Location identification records
>>>>
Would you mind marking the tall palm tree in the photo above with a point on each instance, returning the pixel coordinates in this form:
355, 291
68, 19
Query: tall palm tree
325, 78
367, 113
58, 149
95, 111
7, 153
<<<<
§ What the exercise asks
Reproduce the records with each occurrence of "tall palm tree" swapped for "tall coconut palm", keeping every other character as it is.

§ Output of the task
Would you mind marking the tall coconut palm in the photo above with a point on each instance, returning the pixel coordinates in this form:
355, 291
68, 19
Query: tall coconut palm
325, 78
367, 113
58, 149
95, 111
7, 153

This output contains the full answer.